▸ RECORDS TO PROCESS:
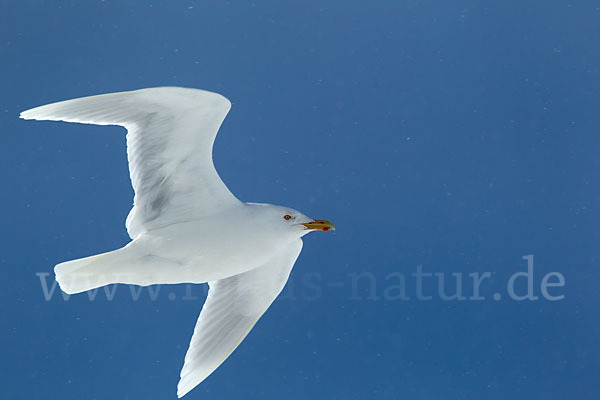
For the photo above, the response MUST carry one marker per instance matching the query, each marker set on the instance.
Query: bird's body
(186, 226)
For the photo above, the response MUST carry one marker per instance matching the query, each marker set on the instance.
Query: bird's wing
(231, 309)
(169, 146)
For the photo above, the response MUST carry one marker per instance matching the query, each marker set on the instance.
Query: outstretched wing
(232, 308)
(170, 134)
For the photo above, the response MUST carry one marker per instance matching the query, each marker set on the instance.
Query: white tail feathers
(88, 273)
(132, 264)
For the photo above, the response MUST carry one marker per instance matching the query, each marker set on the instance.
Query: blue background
(460, 136)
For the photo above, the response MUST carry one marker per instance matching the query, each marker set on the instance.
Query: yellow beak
(320, 225)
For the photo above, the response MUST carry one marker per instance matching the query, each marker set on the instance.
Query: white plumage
(185, 224)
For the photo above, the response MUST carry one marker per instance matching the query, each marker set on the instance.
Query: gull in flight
(185, 224)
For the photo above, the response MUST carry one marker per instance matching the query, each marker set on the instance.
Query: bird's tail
(90, 272)
(132, 264)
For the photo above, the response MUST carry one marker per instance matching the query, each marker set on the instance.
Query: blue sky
(455, 136)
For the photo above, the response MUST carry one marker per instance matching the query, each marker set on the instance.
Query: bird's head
(288, 220)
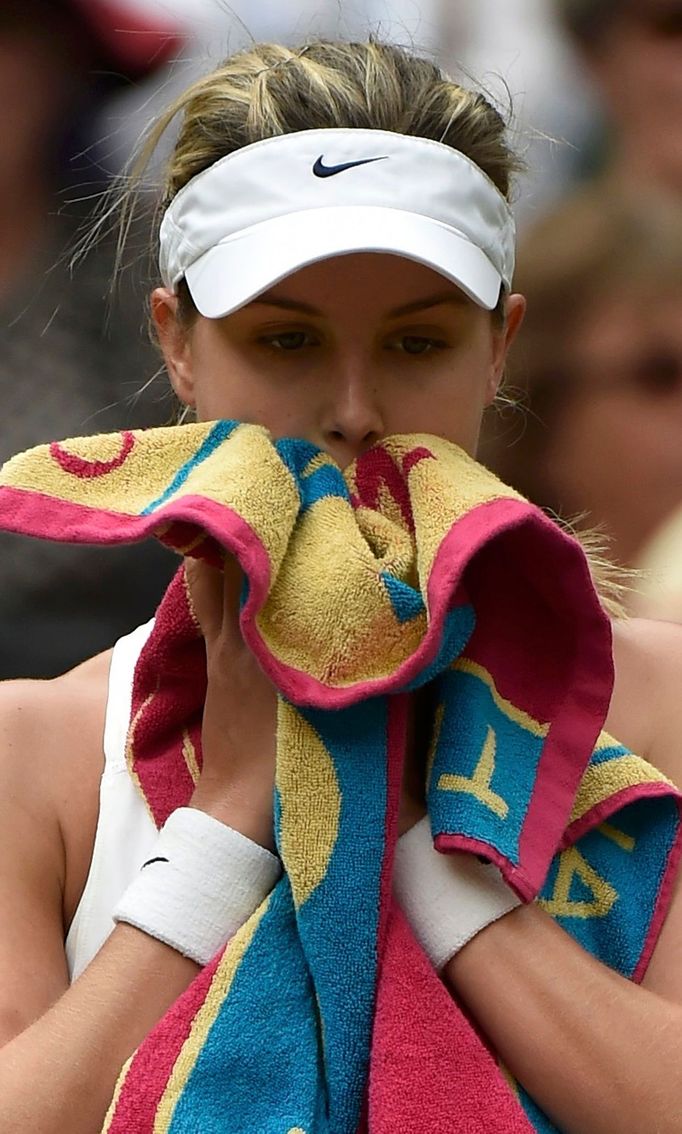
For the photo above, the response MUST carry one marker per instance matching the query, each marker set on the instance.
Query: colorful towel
(415, 567)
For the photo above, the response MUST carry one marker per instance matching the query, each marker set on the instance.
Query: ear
(503, 338)
(175, 343)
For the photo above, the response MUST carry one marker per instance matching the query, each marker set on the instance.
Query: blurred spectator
(659, 589)
(598, 364)
(632, 50)
(68, 364)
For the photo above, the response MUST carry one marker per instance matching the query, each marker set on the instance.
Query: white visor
(261, 213)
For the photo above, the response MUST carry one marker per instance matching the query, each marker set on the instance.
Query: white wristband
(447, 898)
(202, 882)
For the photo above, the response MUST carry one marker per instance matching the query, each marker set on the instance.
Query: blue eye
(418, 344)
(288, 340)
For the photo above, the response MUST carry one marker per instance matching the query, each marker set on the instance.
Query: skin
(331, 377)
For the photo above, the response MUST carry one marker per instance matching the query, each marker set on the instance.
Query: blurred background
(592, 430)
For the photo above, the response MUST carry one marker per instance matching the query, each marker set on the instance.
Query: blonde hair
(270, 90)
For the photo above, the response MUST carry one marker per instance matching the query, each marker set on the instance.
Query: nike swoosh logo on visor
(321, 170)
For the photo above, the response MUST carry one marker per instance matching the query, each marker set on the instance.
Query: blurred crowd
(591, 422)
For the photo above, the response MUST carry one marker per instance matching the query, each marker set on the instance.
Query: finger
(205, 595)
(233, 581)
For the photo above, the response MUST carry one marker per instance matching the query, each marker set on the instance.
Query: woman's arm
(64, 1047)
(596, 1052)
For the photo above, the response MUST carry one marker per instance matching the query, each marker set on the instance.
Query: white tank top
(125, 834)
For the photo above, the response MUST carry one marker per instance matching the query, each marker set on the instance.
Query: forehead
(389, 280)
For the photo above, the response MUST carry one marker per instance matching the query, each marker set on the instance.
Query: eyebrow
(432, 301)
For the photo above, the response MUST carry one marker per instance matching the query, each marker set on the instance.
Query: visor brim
(242, 267)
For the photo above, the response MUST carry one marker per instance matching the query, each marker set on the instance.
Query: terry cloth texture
(415, 567)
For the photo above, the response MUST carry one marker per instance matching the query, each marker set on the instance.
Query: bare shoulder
(646, 711)
(51, 760)
(50, 766)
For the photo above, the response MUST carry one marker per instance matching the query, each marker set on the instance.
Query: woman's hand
(238, 731)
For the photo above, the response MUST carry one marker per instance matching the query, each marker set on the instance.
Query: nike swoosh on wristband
(321, 170)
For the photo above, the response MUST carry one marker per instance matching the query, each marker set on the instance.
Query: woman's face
(344, 353)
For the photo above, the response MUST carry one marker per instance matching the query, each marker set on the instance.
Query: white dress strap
(125, 831)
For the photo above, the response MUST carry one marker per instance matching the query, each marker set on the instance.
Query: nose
(353, 416)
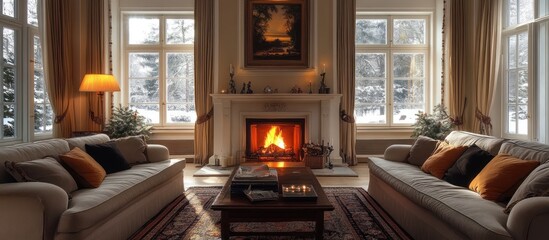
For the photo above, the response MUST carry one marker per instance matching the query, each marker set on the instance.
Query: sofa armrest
(528, 219)
(157, 153)
(397, 152)
(31, 210)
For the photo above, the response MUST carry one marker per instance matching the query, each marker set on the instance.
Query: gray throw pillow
(133, 149)
(535, 185)
(46, 170)
(422, 149)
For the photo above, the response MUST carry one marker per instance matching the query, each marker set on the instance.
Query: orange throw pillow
(500, 176)
(86, 171)
(444, 157)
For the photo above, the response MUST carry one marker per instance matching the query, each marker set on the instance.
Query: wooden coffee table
(238, 208)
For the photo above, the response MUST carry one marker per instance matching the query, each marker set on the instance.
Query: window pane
(9, 46)
(181, 113)
(371, 31)
(523, 49)
(9, 120)
(32, 12)
(8, 7)
(144, 30)
(512, 119)
(180, 31)
(512, 86)
(370, 65)
(522, 119)
(144, 91)
(408, 100)
(525, 11)
(409, 31)
(512, 48)
(143, 65)
(408, 65)
(151, 112)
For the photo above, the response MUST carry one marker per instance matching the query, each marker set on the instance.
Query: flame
(274, 138)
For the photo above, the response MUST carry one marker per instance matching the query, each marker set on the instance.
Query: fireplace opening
(274, 139)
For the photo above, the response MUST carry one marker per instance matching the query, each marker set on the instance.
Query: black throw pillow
(108, 156)
(467, 167)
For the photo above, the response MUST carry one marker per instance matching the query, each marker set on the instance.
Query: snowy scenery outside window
(390, 74)
(160, 72)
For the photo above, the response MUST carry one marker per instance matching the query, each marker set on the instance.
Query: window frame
(163, 48)
(390, 49)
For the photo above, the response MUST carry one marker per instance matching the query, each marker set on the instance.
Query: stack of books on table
(254, 177)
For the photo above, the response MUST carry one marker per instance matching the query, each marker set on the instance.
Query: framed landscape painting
(276, 33)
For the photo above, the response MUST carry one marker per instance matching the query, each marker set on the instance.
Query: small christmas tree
(126, 122)
(435, 126)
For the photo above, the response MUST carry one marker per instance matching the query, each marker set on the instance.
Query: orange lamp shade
(99, 83)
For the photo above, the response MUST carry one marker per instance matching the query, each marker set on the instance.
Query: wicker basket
(314, 162)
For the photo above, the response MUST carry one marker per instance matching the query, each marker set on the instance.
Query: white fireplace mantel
(321, 112)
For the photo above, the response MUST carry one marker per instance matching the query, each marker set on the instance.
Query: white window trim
(427, 49)
(162, 48)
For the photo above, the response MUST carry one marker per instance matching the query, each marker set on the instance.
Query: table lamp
(99, 83)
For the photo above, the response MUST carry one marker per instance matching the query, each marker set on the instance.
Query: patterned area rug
(356, 216)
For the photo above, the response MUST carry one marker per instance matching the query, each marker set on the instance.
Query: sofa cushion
(501, 177)
(526, 150)
(85, 170)
(421, 150)
(458, 207)
(444, 157)
(30, 151)
(80, 142)
(536, 184)
(487, 143)
(46, 170)
(467, 167)
(108, 156)
(120, 189)
(133, 149)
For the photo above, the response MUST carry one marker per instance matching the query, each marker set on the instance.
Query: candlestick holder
(232, 84)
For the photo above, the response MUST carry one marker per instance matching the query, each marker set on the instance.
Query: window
(159, 72)
(18, 50)
(391, 69)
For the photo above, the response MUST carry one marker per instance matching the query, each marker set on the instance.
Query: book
(260, 195)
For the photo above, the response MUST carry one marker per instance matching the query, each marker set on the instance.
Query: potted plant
(127, 122)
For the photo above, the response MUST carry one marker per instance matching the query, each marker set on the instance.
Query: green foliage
(436, 125)
(126, 122)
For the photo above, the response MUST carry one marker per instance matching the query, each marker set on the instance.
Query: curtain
(95, 55)
(455, 43)
(203, 80)
(346, 13)
(487, 51)
(58, 56)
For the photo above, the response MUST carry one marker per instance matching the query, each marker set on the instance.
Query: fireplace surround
(318, 111)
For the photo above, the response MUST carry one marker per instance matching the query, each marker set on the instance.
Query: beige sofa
(123, 202)
(430, 208)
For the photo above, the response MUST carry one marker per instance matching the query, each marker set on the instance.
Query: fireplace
(274, 139)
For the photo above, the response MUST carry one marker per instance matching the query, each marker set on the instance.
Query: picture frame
(276, 33)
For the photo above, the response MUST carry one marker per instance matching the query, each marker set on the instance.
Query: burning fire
(274, 138)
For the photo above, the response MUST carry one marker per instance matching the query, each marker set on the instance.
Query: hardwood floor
(361, 181)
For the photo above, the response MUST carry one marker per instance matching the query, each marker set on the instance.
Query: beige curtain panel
(203, 80)
(346, 15)
(455, 63)
(59, 67)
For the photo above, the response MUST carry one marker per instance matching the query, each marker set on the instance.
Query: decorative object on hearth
(232, 84)
(323, 88)
(435, 126)
(317, 155)
(126, 122)
(99, 83)
(249, 88)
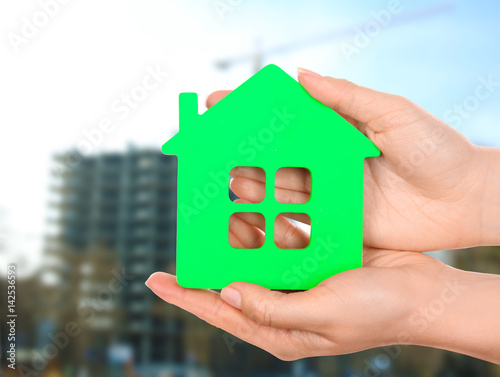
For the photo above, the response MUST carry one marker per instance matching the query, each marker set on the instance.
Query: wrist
(489, 187)
(459, 314)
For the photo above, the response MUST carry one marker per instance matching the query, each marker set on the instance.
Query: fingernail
(301, 71)
(231, 296)
(149, 282)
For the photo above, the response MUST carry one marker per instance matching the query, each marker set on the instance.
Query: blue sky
(64, 80)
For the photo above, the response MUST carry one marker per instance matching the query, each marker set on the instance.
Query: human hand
(396, 298)
(427, 190)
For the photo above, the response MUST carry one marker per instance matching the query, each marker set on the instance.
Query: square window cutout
(292, 230)
(292, 185)
(247, 184)
(246, 230)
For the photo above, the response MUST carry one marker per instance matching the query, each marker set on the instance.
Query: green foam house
(270, 122)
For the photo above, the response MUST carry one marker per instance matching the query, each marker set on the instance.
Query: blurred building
(115, 225)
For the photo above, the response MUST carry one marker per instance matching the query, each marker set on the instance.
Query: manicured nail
(231, 296)
(301, 71)
(149, 282)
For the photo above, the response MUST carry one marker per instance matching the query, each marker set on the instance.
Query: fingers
(215, 97)
(208, 306)
(288, 235)
(356, 102)
(286, 344)
(247, 231)
(244, 232)
(273, 308)
(292, 185)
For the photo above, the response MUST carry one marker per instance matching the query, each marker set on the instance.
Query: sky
(71, 73)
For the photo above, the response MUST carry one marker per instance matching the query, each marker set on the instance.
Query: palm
(303, 324)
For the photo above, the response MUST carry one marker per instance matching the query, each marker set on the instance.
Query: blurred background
(87, 206)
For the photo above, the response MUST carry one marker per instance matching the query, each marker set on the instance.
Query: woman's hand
(396, 298)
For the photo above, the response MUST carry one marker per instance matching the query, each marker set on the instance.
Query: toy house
(292, 130)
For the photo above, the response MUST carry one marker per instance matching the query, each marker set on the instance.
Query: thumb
(361, 104)
(273, 308)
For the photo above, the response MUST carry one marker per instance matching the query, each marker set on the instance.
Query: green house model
(270, 122)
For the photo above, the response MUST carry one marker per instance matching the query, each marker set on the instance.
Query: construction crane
(258, 55)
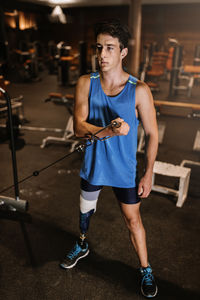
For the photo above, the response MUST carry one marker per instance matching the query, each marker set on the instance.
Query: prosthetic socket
(87, 208)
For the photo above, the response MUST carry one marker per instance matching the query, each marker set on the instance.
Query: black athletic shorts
(125, 195)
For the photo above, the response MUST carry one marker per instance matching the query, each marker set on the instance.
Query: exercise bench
(166, 169)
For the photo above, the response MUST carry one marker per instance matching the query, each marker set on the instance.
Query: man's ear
(124, 52)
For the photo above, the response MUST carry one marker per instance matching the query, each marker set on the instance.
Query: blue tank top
(112, 162)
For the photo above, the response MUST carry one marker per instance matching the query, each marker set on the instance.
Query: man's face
(108, 52)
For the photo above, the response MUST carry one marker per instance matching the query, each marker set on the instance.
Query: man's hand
(123, 129)
(144, 187)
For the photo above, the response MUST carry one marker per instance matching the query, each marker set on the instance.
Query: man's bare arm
(81, 110)
(146, 111)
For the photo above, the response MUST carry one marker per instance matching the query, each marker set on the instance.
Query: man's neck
(113, 77)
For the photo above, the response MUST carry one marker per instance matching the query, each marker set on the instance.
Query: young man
(114, 97)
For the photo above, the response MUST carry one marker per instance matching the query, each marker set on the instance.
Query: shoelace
(74, 252)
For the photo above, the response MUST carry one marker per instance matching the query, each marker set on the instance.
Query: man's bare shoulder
(84, 79)
(142, 87)
(143, 92)
(83, 85)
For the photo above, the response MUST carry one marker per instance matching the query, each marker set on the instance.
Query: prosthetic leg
(87, 209)
(88, 202)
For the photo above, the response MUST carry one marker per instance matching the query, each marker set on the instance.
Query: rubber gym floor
(29, 264)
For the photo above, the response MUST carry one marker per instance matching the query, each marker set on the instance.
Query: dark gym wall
(180, 21)
(158, 23)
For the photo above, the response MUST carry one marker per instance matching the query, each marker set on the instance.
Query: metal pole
(12, 143)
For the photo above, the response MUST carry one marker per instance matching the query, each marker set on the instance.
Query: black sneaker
(74, 255)
(148, 285)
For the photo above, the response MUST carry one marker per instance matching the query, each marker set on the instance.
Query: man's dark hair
(115, 29)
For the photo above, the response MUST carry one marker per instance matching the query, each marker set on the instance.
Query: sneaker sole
(71, 266)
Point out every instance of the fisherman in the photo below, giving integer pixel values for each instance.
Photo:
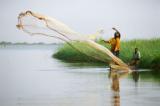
(115, 43)
(136, 57)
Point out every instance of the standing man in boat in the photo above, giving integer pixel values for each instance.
(115, 42)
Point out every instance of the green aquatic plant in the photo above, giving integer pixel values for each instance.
(149, 52)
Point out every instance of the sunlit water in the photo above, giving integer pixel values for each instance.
(29, 76)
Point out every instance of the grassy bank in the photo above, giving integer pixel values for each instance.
(150, 52)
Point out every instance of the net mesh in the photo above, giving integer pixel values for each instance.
(37, 24)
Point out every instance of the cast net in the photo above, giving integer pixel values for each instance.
(38, 24)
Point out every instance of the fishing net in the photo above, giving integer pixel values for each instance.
(37, 24)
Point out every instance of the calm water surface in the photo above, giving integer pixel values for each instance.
(30, 77)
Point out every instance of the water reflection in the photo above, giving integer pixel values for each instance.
(115, 75)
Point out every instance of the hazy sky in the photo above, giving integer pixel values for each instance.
(134, 18)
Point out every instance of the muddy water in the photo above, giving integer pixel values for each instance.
(30, 77)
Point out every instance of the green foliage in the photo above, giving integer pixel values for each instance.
(150, 51)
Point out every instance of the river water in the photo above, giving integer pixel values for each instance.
(29, 76)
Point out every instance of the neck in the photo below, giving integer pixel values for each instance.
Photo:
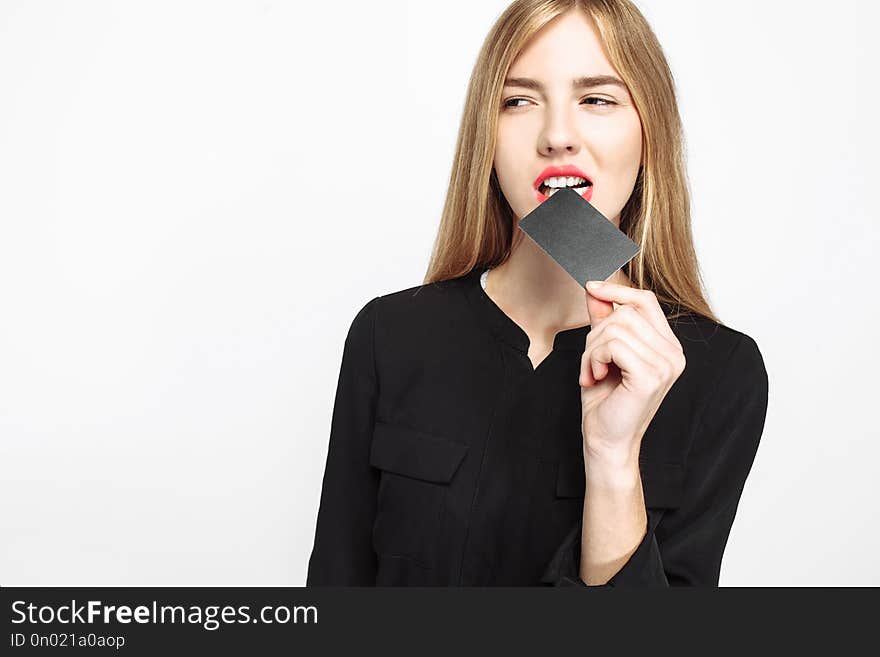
(537, 293)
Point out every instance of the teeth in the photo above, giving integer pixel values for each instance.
(563, 181)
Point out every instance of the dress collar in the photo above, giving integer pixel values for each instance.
(504, 328)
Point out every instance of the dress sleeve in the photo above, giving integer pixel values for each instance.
(684, 546)
(343, 554)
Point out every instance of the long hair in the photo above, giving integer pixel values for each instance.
(477, 226)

▸ DESCRIPTION OF THE TASK:
Search the records for the word "below". Copy each line where it appears.

▸ ANSWER SECTION:
Point out every instance of the fisherman in the photo below, giving integer pixel values for each instance.
Point out every instance of the neck in the photo below, giving integer pixel values for each instance.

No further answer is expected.